▶ [To do] Pick out every line in the records below that contains the word "background", and copy each of those lines in full.

== == ==

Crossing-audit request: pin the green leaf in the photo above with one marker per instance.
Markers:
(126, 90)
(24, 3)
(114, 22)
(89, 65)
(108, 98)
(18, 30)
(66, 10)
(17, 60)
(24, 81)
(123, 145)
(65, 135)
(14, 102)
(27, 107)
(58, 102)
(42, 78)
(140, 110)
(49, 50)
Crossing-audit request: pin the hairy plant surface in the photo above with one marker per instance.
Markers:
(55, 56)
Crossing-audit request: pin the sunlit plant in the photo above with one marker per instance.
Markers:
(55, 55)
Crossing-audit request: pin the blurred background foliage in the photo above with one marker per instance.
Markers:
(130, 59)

== == ==

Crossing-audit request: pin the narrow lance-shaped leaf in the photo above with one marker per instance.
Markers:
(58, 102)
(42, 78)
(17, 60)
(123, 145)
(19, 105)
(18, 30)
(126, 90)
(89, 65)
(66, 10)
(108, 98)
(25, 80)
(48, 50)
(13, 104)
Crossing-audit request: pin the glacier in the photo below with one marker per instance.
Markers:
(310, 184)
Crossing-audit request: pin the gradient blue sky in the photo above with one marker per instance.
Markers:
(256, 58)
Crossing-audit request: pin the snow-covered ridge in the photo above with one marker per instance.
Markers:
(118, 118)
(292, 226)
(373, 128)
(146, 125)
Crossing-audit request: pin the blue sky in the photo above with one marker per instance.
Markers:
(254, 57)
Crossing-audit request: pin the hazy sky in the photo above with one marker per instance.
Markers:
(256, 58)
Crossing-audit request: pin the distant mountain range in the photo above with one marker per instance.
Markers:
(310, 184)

== == ==

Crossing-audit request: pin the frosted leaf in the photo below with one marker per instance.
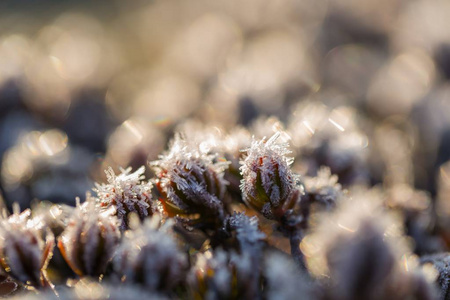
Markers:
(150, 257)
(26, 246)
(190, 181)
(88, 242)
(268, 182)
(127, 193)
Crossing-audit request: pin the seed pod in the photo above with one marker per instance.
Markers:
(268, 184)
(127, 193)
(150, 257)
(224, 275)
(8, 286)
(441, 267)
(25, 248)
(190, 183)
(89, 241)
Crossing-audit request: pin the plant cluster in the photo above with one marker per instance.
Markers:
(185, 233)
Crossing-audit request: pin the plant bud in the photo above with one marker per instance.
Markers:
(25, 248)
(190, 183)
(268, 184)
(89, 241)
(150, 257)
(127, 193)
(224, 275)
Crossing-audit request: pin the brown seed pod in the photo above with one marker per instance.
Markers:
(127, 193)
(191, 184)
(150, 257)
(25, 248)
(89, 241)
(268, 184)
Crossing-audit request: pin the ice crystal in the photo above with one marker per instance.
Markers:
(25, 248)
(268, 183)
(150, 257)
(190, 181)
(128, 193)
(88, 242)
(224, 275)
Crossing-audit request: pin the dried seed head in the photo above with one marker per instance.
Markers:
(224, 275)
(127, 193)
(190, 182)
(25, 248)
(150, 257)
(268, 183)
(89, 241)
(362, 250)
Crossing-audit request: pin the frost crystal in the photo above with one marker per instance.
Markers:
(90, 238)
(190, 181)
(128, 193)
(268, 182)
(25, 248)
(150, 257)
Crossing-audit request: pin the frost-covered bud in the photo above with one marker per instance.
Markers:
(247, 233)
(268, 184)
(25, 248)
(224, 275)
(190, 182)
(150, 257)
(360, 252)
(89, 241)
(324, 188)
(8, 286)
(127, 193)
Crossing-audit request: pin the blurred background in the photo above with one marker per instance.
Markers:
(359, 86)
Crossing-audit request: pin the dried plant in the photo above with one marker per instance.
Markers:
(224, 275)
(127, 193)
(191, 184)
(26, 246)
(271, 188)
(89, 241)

== == ==

▶ [Solution to this exercise]
Crossing-audit request: pin the blurred background foliage in the photo above with one marker per instance.
Crossing-audit request: pin the blurred background in the photo above with one marker per instance.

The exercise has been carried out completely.